__WHAT IS BEING ASKED__.
Pull each line containing "helmet" out of the data and copy it.

━━━ EXTRACTED DATA

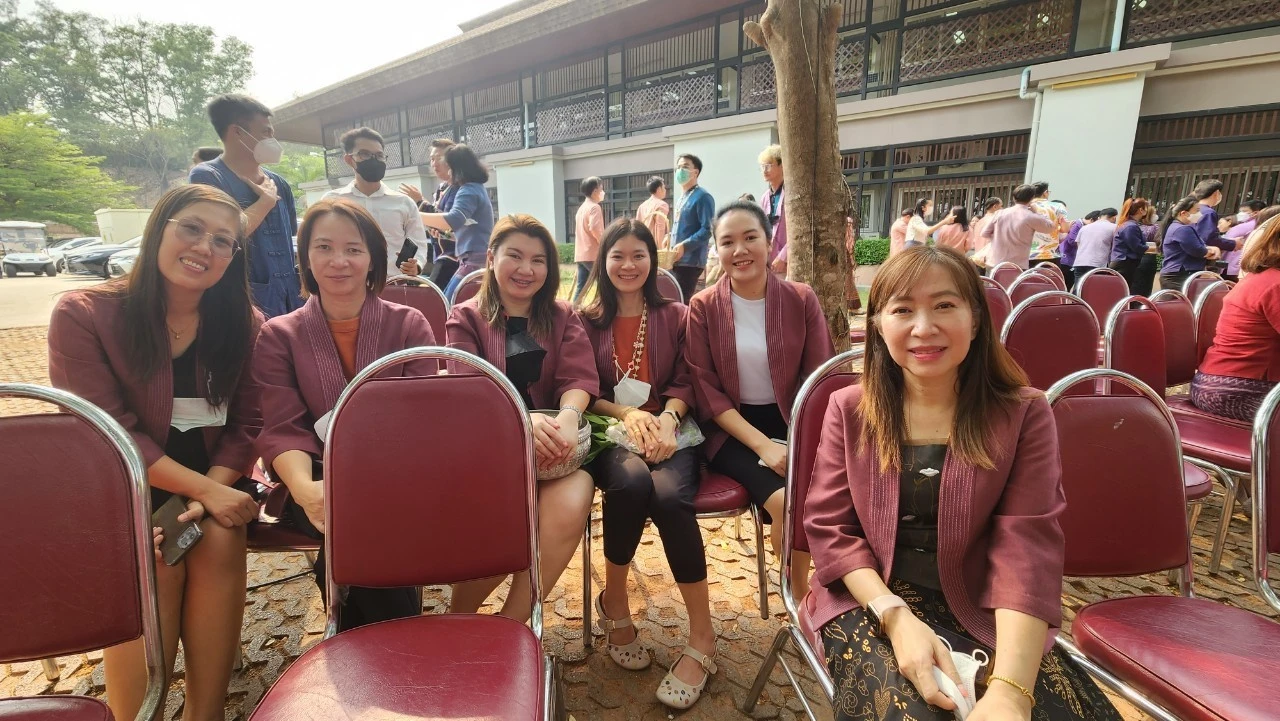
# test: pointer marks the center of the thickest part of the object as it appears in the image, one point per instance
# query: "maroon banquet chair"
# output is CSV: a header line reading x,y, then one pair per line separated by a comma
x,y
997,302
1102,288
77,548
807,420
1005,274
1266,494
1197,283
467,287
1032,283
668,286
1175,657
1051,336
471,515
423,295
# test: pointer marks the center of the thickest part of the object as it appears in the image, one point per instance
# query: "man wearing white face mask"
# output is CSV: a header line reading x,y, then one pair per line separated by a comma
x,y
248,142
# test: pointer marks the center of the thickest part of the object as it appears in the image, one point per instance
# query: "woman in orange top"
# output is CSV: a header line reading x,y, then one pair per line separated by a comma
x,y
639,342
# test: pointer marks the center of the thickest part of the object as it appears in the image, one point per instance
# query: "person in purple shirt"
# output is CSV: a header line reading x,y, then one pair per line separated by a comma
x,y
1185,245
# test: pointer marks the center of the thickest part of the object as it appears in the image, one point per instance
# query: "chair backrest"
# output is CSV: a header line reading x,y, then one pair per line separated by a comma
x,y
1208,309
1197,283
808,413
1051,336
668,287
1052,272
1134,342
467,287
1031,283
76,537
1102,288
1179,320
997,302
423,295
469,514
1266,493
1005,274
1121,460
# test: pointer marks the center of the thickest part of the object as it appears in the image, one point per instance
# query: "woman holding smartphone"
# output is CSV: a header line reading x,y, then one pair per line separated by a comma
x,y
167,352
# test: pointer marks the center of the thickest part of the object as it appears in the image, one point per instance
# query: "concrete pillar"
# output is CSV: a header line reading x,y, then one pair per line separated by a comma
x,y
1083,146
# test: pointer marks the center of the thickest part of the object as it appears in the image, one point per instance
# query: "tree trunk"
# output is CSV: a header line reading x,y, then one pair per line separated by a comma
x,y
800,37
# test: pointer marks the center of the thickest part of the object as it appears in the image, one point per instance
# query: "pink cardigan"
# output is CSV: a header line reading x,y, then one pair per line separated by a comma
x,y
86,356
798,348
568,364
1000,544
668,373
298,369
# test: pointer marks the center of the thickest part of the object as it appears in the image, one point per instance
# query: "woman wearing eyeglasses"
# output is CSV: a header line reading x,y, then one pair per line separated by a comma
x,y
165,351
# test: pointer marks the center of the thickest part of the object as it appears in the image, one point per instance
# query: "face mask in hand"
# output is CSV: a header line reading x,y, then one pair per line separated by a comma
x,y
371,169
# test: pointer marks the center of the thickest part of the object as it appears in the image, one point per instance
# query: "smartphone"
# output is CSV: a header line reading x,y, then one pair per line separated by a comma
x,y
178,537
407,251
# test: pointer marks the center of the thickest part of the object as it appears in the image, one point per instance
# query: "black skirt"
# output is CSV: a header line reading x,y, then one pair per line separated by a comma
x,y
871,688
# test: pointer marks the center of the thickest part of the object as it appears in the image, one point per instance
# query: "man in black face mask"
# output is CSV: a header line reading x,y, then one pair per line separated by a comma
x,y
396,213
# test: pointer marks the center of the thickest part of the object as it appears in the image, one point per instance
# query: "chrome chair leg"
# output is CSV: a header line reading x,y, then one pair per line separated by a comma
x,y
762,567
762,678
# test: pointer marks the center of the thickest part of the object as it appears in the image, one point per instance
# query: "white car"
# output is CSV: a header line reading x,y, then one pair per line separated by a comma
x,y
122,263
59,252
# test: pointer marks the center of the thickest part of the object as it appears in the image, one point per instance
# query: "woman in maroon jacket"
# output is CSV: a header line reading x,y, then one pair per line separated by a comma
x,y
167,351
305,359
516,324
639,342
933,514
752,343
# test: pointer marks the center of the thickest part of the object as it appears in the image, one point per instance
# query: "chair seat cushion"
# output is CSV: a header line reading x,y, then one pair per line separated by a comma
x,y
1215,439
444,666
54,708
1198,658
278,535
1198,483
720,493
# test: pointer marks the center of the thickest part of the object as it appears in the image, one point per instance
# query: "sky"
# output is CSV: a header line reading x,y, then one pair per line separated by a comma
x,y
297,49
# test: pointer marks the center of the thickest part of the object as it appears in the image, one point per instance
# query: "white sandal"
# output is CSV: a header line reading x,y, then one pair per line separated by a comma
x,y
630,656
680,696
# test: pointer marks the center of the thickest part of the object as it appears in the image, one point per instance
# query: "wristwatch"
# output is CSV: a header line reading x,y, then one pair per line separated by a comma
x,y
882,605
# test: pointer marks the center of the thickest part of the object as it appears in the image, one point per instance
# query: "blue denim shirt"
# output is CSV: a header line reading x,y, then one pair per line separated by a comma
x,y
694,227
273,269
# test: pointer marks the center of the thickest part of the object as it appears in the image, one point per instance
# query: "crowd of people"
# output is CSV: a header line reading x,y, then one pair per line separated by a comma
x,y
245,356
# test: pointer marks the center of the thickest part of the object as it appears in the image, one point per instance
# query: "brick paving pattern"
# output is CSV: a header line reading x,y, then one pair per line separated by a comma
x,y
284,619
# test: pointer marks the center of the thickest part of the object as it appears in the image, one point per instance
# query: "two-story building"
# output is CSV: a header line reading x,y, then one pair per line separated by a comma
x,y
952,100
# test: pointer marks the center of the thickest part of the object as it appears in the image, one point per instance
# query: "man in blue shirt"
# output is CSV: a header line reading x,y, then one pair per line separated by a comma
x,y
248,142
693,224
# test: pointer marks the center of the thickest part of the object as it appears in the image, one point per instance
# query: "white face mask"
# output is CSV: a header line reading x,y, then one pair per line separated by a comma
x,y
266,151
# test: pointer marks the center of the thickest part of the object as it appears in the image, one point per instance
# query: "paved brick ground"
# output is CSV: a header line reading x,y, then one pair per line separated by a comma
x,y
284,619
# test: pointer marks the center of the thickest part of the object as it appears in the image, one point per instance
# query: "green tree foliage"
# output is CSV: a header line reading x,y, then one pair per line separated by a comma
x,y
45,178
133,94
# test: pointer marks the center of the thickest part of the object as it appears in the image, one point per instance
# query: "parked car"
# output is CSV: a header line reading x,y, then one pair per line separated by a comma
x,y
22,246
63,249
92,261
122,263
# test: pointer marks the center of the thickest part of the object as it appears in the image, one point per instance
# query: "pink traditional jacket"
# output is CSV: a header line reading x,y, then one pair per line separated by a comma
x,y
86,356
1000,543
799,343
668,372
568,364
300,372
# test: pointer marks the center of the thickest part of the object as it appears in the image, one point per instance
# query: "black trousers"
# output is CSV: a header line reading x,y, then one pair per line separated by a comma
x,y
688,278
634,491
360,605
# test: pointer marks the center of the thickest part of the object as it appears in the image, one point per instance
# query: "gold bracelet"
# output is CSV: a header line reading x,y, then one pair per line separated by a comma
x,y
1015,684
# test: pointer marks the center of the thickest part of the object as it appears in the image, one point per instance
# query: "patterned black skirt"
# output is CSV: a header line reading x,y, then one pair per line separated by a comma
x,y
871,688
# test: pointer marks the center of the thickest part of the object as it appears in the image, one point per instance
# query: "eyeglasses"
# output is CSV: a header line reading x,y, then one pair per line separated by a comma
x,y
191,233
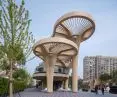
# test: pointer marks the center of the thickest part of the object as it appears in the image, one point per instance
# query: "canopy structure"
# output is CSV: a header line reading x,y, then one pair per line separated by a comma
x,y
63,48
74,24
51,50
69,31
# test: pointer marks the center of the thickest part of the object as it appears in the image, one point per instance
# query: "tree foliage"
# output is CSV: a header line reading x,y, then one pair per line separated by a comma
x,y
21,74
15,39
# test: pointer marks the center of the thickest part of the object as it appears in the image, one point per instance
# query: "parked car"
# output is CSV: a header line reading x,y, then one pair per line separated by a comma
x,y
113,89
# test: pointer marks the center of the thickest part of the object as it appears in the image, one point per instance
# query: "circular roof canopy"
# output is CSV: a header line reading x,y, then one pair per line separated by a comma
x,y
61,47
74,24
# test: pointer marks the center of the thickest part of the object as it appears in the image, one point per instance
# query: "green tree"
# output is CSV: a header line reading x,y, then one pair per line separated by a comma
x,y
15,39
21,74
104,77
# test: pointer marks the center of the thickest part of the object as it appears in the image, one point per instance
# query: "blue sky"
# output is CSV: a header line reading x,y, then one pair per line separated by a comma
x,y
44,14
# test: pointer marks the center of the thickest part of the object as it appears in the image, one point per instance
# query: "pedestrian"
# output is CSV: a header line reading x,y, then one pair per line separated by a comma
x,y
96,89
102,89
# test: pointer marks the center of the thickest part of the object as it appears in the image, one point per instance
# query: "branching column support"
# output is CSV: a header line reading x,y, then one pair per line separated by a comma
x,y
50,62
75,67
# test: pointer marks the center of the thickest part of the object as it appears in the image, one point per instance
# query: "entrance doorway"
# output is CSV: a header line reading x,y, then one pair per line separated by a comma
x,y
57,85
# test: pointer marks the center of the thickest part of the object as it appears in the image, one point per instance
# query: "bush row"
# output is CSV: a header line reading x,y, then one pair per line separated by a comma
x,y
17,86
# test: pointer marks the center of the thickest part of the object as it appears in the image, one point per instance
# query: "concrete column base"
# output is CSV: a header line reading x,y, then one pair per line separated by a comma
x,y
74,74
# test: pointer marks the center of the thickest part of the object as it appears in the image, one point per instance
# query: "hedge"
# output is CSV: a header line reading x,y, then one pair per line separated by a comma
x,y
17,86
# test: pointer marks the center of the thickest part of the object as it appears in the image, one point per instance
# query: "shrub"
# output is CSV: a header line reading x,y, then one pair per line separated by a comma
x,y
17,86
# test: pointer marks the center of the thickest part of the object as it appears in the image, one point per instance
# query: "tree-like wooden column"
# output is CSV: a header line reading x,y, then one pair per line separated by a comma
x,y
50,62
77,39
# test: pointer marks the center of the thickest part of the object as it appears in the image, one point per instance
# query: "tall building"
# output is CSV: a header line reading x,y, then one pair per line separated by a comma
x,y
94,66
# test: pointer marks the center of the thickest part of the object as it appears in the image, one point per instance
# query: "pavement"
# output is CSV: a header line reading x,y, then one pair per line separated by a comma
x,y
32,92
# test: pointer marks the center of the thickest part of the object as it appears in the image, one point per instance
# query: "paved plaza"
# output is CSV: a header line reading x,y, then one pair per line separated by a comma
x,y
32,92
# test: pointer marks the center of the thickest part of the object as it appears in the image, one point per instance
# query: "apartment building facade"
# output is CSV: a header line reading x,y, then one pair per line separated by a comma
x,y
94,66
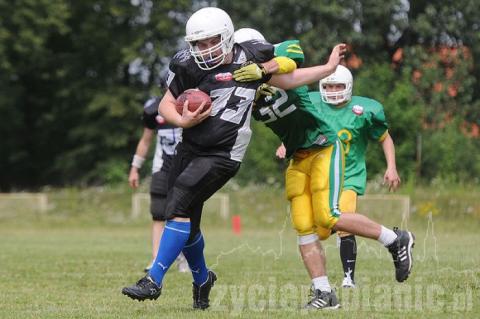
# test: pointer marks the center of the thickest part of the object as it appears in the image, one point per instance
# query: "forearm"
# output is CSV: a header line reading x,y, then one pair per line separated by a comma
x,y
168,111
389,151
302,76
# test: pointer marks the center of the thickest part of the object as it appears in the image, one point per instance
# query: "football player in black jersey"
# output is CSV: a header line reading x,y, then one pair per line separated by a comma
x,y
214,140
168,137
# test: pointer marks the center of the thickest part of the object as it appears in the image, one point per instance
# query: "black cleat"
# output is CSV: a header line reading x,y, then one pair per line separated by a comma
x,y
145,288
201,293
401,250
323,300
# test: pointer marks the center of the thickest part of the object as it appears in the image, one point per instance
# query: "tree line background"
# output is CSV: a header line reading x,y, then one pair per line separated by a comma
x,y
74,76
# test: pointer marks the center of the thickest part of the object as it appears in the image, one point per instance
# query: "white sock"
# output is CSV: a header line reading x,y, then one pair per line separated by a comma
x,y
321,283
387,236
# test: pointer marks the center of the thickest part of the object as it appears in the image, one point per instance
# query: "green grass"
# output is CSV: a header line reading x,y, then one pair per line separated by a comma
x,y
72,263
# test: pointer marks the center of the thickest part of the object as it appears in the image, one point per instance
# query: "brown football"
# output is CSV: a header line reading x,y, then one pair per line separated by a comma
x,y
195,98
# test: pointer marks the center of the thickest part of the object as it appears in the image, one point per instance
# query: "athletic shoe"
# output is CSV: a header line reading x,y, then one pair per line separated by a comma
x,y
323,300
348,282
145,288
401,250
202,292
182,264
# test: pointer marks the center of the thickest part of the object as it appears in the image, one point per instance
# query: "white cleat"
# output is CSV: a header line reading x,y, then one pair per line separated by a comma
x,y
182,264
348,283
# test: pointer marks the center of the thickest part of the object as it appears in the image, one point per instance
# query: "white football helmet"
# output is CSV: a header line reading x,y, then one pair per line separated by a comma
x,y
247,34
342,75
208,23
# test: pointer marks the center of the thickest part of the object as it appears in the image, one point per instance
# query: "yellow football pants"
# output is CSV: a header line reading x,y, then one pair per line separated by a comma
x,y
314,181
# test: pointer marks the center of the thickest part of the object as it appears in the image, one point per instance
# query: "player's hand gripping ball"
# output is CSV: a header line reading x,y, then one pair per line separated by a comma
x,y
195,98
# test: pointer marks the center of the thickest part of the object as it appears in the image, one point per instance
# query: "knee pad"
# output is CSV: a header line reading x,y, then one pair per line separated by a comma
x,y
323,233
307,239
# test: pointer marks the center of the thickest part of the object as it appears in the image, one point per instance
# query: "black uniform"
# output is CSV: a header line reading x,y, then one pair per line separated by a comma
x,y
210,152
168,137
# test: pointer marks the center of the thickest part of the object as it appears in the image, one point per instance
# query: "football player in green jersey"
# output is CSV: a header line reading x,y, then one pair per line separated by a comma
x,y
356,120
314,181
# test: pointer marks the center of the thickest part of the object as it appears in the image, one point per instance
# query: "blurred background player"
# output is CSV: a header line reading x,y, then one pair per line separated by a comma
x,y
168,137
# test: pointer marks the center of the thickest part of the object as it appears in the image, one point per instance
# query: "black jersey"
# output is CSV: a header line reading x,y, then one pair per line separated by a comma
x,y
227,131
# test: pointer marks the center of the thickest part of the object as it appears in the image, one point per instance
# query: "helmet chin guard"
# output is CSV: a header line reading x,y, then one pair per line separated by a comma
x,y
342,75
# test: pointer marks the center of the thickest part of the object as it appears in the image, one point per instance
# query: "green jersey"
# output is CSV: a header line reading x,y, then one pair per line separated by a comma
x,y
296,121
357,122
291,115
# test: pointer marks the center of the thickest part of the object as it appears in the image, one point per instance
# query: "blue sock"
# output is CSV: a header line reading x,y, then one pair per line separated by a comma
x,y
173,239
193,252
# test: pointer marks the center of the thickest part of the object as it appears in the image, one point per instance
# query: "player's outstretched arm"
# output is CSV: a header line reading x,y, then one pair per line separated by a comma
x,y
305,76
188,119
391,177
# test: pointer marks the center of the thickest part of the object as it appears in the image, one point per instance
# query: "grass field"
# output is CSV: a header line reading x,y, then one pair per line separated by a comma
x,y
73,261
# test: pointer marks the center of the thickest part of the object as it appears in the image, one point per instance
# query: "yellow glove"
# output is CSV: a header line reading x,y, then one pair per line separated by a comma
x,y
249,72
264,95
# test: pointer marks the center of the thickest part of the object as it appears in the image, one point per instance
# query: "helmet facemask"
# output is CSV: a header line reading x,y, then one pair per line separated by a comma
x,y
205,24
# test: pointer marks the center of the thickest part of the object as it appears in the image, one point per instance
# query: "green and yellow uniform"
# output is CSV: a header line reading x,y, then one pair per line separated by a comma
x,y
315,174
356,123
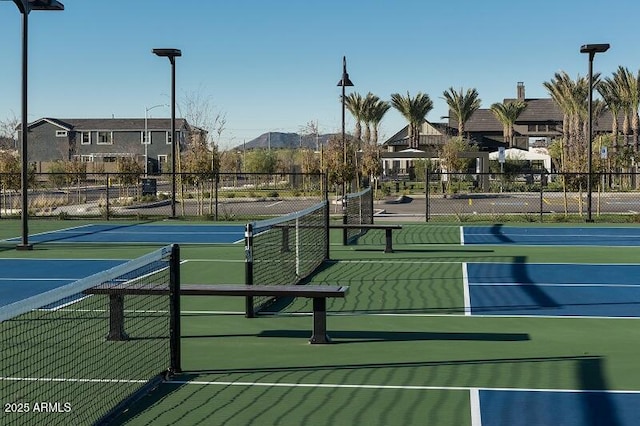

━━━━━━

__TASK ANSWER__.
# query: "white football helmet"
# query: "helmet chin guard"
# query: "helmet facemask"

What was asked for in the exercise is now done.